GOAL: Copy the records verbatim, starting at the line containing "Where can the turtle claw" and continuing through the final line of the records, inclusive.

PROVIDED RECORDS:
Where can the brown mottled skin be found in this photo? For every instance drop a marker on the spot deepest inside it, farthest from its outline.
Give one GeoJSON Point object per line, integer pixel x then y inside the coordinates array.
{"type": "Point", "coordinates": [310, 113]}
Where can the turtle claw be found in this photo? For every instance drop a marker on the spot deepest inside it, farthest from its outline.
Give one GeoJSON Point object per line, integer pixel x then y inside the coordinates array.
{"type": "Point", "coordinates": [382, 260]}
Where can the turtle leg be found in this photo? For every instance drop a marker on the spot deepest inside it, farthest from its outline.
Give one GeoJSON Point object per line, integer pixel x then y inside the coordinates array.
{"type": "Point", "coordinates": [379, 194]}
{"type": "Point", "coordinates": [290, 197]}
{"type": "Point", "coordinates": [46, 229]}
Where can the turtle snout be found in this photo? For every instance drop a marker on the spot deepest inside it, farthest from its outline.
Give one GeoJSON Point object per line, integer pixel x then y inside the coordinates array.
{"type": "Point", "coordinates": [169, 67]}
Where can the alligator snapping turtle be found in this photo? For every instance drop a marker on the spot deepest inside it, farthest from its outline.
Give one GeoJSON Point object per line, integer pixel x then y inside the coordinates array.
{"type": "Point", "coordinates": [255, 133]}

SOLUTION BELOW:
Where can the turtle claw be found in this photo? For every instance drop a marker on the spot deepest inside it, farthest from its outline.
Give one GeoJSON Point object per line, integer pixel x then y inside the coordinates array.
{"type": "Point", "coordinates": [382, 260]}
Where can the turtle leg be found in this photo? For every instance drop a marker on the spot deepest inside it, farthest from its outline.
Give one GeoJSON Point object per line, integer pixel x then y inside the coordinates array.
{"type": "Point", "coordinates": [379, 194]}
{"type": "Point", "coordinates": [290, 197]}
{"type": "Point", "coordinates": [46, 229]}
Where can the turtle snout be found in this photo? For every instance drop a marker on the spot deepest inside it, farthest from its outline.
Give one GeoJSON Point object per line, integer pixel x then y inside the coordinates array.
{"type": "Point", "coordinates": [169, 67]}
Where can the alligator snapping turtle be found in this photo? For every instance drop a marker on the spot deepest inside it, farthest from its outline.
Give one GeoJSON Point object per line, integer pixel x then y inside the coordinates array.
{"type": "Point", "coordinates": [255, 133]}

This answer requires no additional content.